TASKS -
[1] Answer these from the passage on social business:
(a) On what is reputation management directly based?
(b) Which building block sits at the top of the core social-business set?
(c) What does the passage give as a good example of collaboration occurring naturally?
[2] Reproduce the passage on social business word for word, starting with "The collective use" and going on through "and the readers.".

— START OF SOURCE PASSAGE —

Driving this content creation reuires a simple underlying
theme: People like to share what they are doing, talk (post) about the things that
interest them and generally be recognized for their own contributions within the larger
community.
Reputation management, a key element in encouraging social
interaction is based directly on the quantity and quality of the content
created and shared by individual participants. The combination of easy content
publishing, curation and visible reputation management are the cornerstones of a strong community.
Collaboration
Finally, at the top of the set of the core social-business
building blocks is collaboration. Collaboration is a key inflection point in the realization
of a vibrant community and the port of entry for true social business.
The collective use of ratings aside, consumption, curation, and
creation can be largely individual activities. That can build traffic, can
build a content library and can drive page views, all important aspects of a
media property. But they aren't necessarily strong social actions. Collaboration
is.
Collaboration occurs naturally between members of the
community when given the chance. Blogging is a good example. Take a look at a
typical blog that you subscribe to and you’ll find numerous examples of posts, reinterpreted
by readers through comments that flow off to new conversations between the
blogger and the readers.

— END OF SOURCE PASSAGE —
— START OF RAW DATA —

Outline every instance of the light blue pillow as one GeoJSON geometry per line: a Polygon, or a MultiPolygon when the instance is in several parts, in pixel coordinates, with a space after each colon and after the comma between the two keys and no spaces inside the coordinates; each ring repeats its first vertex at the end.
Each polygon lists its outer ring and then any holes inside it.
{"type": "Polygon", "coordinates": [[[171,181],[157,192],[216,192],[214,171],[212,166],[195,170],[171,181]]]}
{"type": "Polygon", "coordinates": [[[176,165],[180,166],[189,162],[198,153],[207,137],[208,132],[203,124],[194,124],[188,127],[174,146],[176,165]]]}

— END OF RAW DATA —

SET OF ANSWERS -
[1]
(a) The quantity and quality of the content created and shared by individual participants
(b) Collaboration
(c) Blogging

[2]
The collective use of ratings aside, consumption, curation, and
creation can be largely individual activities. That can build traffic, can
build a content library and can drive page views, all important aspects of a
media property. But they aren't necessarily strong social actions. Collaboration
is.
Collaboration occurs naturally between members of the
community when given the chance. Blogging is a good example. Take a look at a
typical blog that you subscribe to and you’ll find numerous examples of posts, reinterpreted
by readers through comments that flow off to new conversations between the
blogger and the readers.